Higher-Order Functions

Bottling Computation Patterns

Another way to practice D.R.Y:

  • spot common computation patterns

  • refactor them into reusable higher-order functions (HOFs)

  • useful library HOFs: map, filter, and fold










EXERCISE: evens

Write a function evens that extracts only even elements from an integer list.

-- evens []        ==> []
-- evens [1,2,3,4] ==> [2,4]
evens       :: [Int] -> [Int]
evens []     = ... 
evens (x:xs) = ...







Example: four-letter words

Let’s write a function fourChars:

-- fourChars [] ==> []
-- fourChars ["i","must","do","work"] ==> ["must","work"]
fourChars :: [String] -> [String]
fourChars []     = ... 
fourChars (x:xs) = ...










Yikes, Most Code is the Same

Lets rename the functions to foo:

foo []            = []
foo (x:xs)
  | x mod 2 == 0  = x : foo xs
  | otherwise     =     foo xs

foo []            = []
foo (x:xs)
  | length x == 4 = x : foo xs
  | otherwise     =     foo xs

Only difference is the condition

  • x mod 2 == 0 vs length x == 4










Moral of the day


D.R.Y. Don’t Repeat Yourself!


Can we

  • reuse the general pattern and
  • substitute in the custom condition?










HOFs to the rescue!

General Pattern

  • expressed as a higher-order function
  • takes customizable operations as arguments

Specific Operation

  • passed in as an argument to the HOF







The “filter” pattern

The filter Pattern

General Pattern

  • HOF filter
  • Recursively traverse list and pick out elements that satisfy a predicate

Specific Operations

  • Predicates isEven and isFour
filter instances




filter bottles the common pattern of selecting elements from a list that satisfy a condition:

Fairy In a Bottle










Let’s talk about types

-- evens [1,2,3,4] ==> [2,4]
evens :: [Int] -> [Int]
evens xs = filter isEven xs
  where
    isEven :: Int -> Bool
    isEven x  =  x `mod` 2 == 0
filter :: ???






-- fourChars ["i","must","do","work"] ==> ["must","work"]
fourChars :: [String] -> [String]
fourChars xs = filter isFour xs
  where
    isFour :: String -> Bool
    isFour x  =  length x == 4
filter :: ???







So what’s the type of filter?

filter :: (Int -> Bool) -> [Int] -> [Int] -- ???

filter :: (String -> Bool) -> [String] -> [String] -- ???


  • It does not care what the list elements are

    • as long as the predicate can handle them
  • It’s type is polymorphic (generic) in the type of list elements


-- For any type `a`
--   if you give me a predicate on `a`s
--   and a list of `a`s,
--   I'll give you back a list of `a`s 
filter :: (a -> Bool) -> [a] -> [a]













Example: all caps

Lets write a function shout:

-- shout []                    ==> []
-- shout ['h','e','l','l','o'] ==> ['H','E','L','L','O'] 
shout :: [Char] -> [Char]
shout []     = ...

* INFORMATION SHOWN:
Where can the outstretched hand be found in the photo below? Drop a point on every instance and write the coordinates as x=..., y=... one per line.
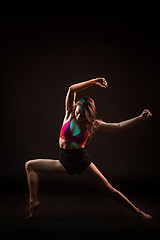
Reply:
x=145, y=114
x=101, y=82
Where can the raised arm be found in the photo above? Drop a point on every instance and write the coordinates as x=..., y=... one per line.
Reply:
x=114, y=127
x=71, y=94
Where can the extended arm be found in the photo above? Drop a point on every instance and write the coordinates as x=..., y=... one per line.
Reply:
x=114, y=127
x=71, y=94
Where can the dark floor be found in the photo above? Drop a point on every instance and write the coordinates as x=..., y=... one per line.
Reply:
x=77, y=215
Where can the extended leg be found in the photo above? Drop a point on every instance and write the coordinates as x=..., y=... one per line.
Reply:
x=96, y=177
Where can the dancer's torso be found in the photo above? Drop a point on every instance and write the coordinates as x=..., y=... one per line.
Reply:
x=72, y=135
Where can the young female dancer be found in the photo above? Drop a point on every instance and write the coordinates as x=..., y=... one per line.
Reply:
x=78, y=126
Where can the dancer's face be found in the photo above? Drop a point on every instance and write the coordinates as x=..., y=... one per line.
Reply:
x=79, y=113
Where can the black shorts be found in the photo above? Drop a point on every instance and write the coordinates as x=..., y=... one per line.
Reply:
x=74, y=161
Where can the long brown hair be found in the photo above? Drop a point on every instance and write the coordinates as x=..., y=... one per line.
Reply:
x=89, y=107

* LIST OF TASKS:
(a) Retype the passage of the higher-order functions notes that begins at the words "Bottling Computation Patterns" and stops after "higher-order functions (HOFs)".
(b) Extend the higher-order functions notes, picking up right after their final line.
The listing is separate material from the higher-order functions notes.

* PER-TASK OUTPUTS:
(a)
Bottling Computation Patterns

Another way to practice D.R.Y:

  • spot common computation patterns

  • refactor them into reusable higher-order functions (HOFs)

(b)
shout (x:xs) = ... 







Example: squares

Lets write a function squares:

-- squares []        ==> []
-- squares [1,2,3,4] ==> [1,4,9,16] 
squares :: [Int] -> [Int]
squares []     = ...
squares (x:xs) = ... 










Yikes, Most Code is the Same

Lets rename the functions to foo:

-- shout
foo []     = []
foo (x:xs) = toUpper x : foo xs

-- squares
foo []     = []
foo (x:xs) = (x * x)   : foo xs



Lets refactor into the common pattern

pattern = ...







The “map” pattern

The map Pattern

General Pattern

  • HOF map
  • Apply a transformation f to each element of a list

Specific Operations

  • Transformations toUpper and \x -> x * x




map bottles the common pattern of iteratively applying a transformation to each element of a list:

Fairy In a Bottle













EXERCISE: refactor with map

With map defined as:

map f []     = []
map f (x:xs) = f x : map f xs

refactor shout and squares to use map:

shout   xs = map ...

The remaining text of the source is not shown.